ACTION ITEM: Return the full listing character for character, without its pictures.

RECORDS:
----
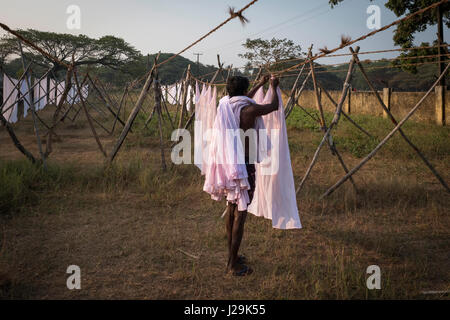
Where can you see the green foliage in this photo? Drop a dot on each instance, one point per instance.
(107, 51)
(404, 34)
(268, 51)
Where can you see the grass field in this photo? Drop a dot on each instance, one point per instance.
(128, 225)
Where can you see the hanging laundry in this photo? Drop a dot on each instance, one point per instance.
(59, 91)
(10, 94)
(224, 168)
(25, 95)
(274, 196)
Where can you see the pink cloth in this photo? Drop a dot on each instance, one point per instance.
(274, 196)
(225, 171)
(9, 110)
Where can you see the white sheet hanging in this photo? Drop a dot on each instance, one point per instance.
(9, 104)
(59, 91)
(274, 196)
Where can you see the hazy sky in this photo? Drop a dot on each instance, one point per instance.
(171, 25)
----
TASK SOLUTION:
Where can you see the green foliage in this photo? Drop a dot on each instance, one point per instance.
(107, 51)
(404, 34)
(268, 51)
Where can you see the grass field in this photo? Drop a dot on each instance, one point per instance.
(128, 225)
Where can you see the hanging laundry in this photo? Drop a dot on each instance, one point per instance.
(59, 91)
(10, 94)
(224, 168)
(25, 95)
(274, 196)
Where can you see the pink cloth in this photo? Drop a dot on each instance, one point per instance.
(274, 196)
(225, 171)
(9, 110)
Where can you see the white sheet hanging in this photo? Drop a dot on each instance, one point per instance.
(9, 104)
(59, 91)
(274, 196)
Where can you see the hazy sky in this photo? Drop a dot on each instance, one point per instance.
(171, 25)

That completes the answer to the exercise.